▸ Quoted text:
-- start --

In (Partial) Defense of Doublethink

To be honest, it was a relief to laugh. The previous talk at YIVO’s recent conference on “Jews In and After the 1917 Russian Revolution” had been Eli Lederhendler’s aptly titled “Lamentations: The Politics of Jewish Sustenance and Succor,” in which he recounted the pogroms and repressions of the tsarist era and the even worse pogroms of the Russian Civil War. And there was more, much more, to come: multicolored “Terrors,” assorted anti-Semitic campaigns, and mass killings and arrests. 

Our laughter was, in part, at the willed blindness of Evgenia Ginzburg, one of those arrested in Stalin’s Terror and the subject of Gary Saul Morson’s talk on the dangers of “revolutionism.” Ginzburg was a loyal communist accused of “playing a double game” (a common accusation against Jews) and imprisoned in the Gulag.

Her memoir, Into the Whirlwind, finished in 1967 and smuggled out of Russia to be published abroad, is a classic of its kind, with a frustrating mixture of insight and obtuseness that seems to have been characteristic of many of those in her generation. Morson read aloud some of her unselfaware statements; for example, an epilogue in which she pledges her continuing fealty to the “great Leninist truth,” which presumably includes the sophistries persecutors used against her and millions of other innocents. 

At times, Ginzburg shows tremendous insight, particularly into other inmates’ self-delusions. It’s likely that some part of her understood Lenin’s culpability in her imprisonment, and that the whole barrel of Bolshevism, rather than just a few uncomradely apples, was to blame. But another part of her did its best to guard her from this knowledge. In other words, she was practicing something like Orwellian doublethink. 

Orwell, who is invoked almost superstitiously by writers grappling with Soviet history, like a statue whose nose students rub before exams, defines doublethink this way: 

To know and not to know, to be conscious of complete truthfulness while telling carefully constructed lies, to hold simultaneously two opinions which cancelled out . . . and above all, to apply the same process to the process itself . . .

Thus, praising the record harvest while stomachs grumble, fervently extolling—and believing in—the beauty of Soviet justice while shivering in the Gulag on trumped-up charges. 

As Morson continued to discuss Ginzburg’s memoirs and we continued to laugh, I began to feel uneasy, perhaps because of the sharp distinction he was drawing between Ginzburg’s muddled, doubled vision and our own purportedly clearer view. But I have seen doublethink in myself and in other immigrants from the former Soviet Union. Could this tendency have something to do with the defunct country we left decades ago? 

Evgenia Ginzburg in an undated photo.
Evgenia Ginzburg in an undated photo.

-- end --

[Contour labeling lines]
-- start --

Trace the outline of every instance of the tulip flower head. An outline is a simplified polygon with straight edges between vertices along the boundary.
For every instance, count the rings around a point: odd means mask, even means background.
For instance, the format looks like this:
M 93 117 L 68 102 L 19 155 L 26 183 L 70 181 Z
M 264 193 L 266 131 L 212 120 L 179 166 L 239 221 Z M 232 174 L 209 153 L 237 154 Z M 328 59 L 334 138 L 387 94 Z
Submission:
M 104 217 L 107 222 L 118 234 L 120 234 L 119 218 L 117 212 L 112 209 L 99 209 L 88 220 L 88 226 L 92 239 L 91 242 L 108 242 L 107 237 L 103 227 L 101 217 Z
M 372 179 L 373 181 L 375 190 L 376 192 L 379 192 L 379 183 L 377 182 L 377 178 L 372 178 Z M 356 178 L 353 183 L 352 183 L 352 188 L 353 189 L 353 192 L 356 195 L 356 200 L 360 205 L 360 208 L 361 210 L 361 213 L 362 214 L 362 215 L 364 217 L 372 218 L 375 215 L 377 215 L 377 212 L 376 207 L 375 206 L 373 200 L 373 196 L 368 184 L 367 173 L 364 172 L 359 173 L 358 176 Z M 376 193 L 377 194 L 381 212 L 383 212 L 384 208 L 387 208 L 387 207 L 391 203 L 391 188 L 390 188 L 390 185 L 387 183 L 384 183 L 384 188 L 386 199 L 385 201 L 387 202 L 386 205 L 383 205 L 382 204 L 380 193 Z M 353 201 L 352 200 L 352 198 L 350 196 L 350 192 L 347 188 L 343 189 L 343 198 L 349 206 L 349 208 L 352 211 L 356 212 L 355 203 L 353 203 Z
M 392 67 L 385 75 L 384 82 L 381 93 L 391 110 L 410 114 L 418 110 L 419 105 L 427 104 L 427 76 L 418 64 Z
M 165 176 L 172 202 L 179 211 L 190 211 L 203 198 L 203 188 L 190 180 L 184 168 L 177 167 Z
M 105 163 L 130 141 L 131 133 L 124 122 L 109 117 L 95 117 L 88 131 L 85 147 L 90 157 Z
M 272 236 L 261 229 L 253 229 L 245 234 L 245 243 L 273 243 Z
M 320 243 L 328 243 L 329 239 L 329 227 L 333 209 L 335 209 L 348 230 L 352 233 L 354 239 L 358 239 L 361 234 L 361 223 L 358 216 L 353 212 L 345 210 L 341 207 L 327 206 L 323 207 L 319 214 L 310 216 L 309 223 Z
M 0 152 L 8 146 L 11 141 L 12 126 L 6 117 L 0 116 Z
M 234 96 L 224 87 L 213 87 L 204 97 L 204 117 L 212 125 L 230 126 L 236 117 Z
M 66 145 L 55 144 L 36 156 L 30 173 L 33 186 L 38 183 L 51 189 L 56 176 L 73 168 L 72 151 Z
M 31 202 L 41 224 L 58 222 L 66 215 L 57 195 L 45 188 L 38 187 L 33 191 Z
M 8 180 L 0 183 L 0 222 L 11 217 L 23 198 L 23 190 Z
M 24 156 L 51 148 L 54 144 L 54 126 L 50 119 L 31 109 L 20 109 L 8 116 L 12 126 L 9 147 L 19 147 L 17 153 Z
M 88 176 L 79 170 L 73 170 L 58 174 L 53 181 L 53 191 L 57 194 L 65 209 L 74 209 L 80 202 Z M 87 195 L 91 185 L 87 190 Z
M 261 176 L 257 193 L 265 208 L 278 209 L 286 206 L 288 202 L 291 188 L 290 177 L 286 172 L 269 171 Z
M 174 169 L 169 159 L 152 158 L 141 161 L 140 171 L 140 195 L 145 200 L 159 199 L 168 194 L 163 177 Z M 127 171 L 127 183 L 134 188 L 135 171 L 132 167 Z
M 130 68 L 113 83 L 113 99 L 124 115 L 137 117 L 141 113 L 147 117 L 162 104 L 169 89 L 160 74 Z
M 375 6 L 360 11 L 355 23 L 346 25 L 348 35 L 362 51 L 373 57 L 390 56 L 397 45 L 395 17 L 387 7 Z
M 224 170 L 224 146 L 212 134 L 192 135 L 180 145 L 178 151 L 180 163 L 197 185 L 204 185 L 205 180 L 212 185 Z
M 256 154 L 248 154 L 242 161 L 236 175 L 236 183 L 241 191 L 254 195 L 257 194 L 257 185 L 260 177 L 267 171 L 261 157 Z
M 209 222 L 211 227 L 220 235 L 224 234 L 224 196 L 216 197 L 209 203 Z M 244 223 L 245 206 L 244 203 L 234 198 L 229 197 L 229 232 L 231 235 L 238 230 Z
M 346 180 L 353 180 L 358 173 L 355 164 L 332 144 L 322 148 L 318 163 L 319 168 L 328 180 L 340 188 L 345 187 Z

-- end --

▸ Task requirements:
Continue the essay on doublethink from where it stops. These lines are separate material with no connection to the essay.

▸ Output below:
As the most eager and earliest converts to the new ways, the Jewish “Old Bolsheviks” offer an extreme example of Soviet doubling of the self. As Yuri Slezkine details in his massive new chronicle of early Soviet true believers, The House of Government: A Saga of the Russian Revolution, Jewish revolutionaries often swapped out their last names for hard words like “stone” and “hammer” (Kamenev, Molotov) and clothed themselves in head-to-toe leather: a self-conscious transformation allowing them to perform the “bloody but honorable revolutionary work” that would have horrified the bookish, idealistic boys and girls they had—until recently—been. (Perhaps, as Steven Zipperstein suggested in his conference keynote address, it was precisely this promise of transformation from wordiness to action that attracted many Jews to communism.) The party names and costume changes facilitated a splitting of the self into two parts: the living human (the Jew?) who reflects, worries, and doubts, and the unfeeling instrument of party will. 

The “great prophesy” had purportedly been fulfilled, yet poverty and many other social ills persisted, even grew. This was not simply a mismatch between hopes and actualities; the disconnect was between what people saw and what the state wished them to see, between what they were meant to have seen yesterday and today. In his conference talk, Samuel Kassow quoted a Leningrad friend as saying that “in this country, the hardest thing to predict is the past.” Thus, although, as Slezkine notes, stories of coming to Marxism are filled with images of enlightenment, what was needed after the revolution were eyes that were willing to close.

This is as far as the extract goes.